### [MATERIALE DI LAVORO]
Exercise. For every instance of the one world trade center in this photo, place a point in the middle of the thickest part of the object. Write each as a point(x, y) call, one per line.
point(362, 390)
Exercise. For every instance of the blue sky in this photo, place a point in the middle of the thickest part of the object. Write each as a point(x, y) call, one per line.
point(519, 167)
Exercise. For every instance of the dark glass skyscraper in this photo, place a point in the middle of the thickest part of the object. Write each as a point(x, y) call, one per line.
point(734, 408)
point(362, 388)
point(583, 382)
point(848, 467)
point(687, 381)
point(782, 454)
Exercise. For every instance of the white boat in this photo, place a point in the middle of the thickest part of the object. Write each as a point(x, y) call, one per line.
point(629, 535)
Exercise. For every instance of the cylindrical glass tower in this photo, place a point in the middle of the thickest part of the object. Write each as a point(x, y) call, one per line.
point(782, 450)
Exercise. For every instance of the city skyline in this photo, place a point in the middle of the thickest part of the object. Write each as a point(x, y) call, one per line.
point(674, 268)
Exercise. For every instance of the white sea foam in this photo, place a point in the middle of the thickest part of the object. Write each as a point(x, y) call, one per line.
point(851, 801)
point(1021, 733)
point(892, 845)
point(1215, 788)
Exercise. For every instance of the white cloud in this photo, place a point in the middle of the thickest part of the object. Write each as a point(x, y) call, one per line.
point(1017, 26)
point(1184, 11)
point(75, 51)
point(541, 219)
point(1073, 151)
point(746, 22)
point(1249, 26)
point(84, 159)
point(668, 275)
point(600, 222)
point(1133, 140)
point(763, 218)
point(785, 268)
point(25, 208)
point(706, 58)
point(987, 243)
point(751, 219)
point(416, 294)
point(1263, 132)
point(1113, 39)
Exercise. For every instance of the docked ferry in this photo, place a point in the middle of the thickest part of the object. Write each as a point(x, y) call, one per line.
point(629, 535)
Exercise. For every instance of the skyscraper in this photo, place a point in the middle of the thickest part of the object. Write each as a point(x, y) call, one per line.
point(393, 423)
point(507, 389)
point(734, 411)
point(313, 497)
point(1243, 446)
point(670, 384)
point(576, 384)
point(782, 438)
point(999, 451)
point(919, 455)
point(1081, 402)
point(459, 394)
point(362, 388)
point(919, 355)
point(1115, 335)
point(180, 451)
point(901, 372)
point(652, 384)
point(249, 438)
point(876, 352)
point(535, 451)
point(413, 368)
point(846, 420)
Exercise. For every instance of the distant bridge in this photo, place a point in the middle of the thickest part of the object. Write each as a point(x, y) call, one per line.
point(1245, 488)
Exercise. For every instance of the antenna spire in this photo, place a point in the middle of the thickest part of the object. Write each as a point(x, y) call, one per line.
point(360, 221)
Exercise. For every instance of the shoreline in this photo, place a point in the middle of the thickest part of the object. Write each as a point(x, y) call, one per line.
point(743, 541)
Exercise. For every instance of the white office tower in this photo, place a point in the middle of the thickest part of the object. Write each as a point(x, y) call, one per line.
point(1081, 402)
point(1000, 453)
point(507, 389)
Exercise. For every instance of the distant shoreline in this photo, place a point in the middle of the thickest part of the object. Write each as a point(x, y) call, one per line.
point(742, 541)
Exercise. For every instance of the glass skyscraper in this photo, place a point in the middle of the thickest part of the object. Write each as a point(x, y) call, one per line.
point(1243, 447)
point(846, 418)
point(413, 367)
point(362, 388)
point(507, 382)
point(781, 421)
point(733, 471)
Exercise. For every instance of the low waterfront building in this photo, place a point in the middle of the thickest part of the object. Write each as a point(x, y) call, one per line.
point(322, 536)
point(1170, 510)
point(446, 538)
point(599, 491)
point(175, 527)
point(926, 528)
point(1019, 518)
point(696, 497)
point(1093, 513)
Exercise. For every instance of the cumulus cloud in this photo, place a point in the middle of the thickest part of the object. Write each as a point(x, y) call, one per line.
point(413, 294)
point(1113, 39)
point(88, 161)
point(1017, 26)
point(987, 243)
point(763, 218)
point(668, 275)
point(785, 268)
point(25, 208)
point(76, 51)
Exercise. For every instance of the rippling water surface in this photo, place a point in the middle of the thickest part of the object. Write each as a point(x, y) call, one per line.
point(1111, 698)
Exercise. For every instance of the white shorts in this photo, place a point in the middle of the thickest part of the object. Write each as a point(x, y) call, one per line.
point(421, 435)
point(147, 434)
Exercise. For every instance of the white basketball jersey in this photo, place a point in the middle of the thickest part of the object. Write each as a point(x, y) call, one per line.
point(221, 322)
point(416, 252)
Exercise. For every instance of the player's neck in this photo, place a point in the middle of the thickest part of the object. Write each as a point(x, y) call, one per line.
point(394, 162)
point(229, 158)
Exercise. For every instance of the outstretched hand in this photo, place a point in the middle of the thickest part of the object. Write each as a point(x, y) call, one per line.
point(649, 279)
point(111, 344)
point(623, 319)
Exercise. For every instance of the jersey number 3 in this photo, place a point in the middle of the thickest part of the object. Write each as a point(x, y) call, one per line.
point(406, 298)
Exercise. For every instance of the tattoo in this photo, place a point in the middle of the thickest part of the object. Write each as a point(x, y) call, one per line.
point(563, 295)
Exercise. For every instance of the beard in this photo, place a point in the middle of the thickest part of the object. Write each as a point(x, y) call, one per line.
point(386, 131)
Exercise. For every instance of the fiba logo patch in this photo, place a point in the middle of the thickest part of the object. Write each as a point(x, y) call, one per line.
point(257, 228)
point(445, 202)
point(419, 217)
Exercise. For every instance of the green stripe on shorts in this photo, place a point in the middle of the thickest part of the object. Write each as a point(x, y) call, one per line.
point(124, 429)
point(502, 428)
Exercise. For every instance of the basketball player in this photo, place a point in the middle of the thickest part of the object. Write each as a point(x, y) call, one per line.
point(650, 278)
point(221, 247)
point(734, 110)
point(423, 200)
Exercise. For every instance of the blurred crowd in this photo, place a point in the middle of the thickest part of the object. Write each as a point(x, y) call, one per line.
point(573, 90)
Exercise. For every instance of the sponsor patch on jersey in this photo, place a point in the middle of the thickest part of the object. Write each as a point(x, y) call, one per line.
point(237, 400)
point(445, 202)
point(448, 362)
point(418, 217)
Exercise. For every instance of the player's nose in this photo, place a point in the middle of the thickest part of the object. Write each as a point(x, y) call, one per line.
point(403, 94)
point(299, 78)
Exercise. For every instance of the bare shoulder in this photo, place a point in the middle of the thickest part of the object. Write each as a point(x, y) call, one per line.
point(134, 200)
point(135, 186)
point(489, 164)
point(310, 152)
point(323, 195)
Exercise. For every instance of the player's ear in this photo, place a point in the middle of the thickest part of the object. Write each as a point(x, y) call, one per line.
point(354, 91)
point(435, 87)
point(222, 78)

### [CONSEGNA]
Ricopia senza alcuna modifica le righe che vanno da quella contenente "Exercise. For every instance of the basketball" fino a quella contenente "point(573, 90)", entrambe incluse.

### [IN RISPOSTA]
Exercise. For every instance of the basketball player in this photo, place a point in the middle of the thickest part of the object. Write each as a point(x, y) call, one per line.
point(650, 278)
point(221, 247)
point(734, 110)
point(423, 200)
Exercise. For every instance of the blurred crowd in this photo, place a point in the middle of the thickest part of the object. Write each as a point(x, y) call, one per line.
point(573, 90)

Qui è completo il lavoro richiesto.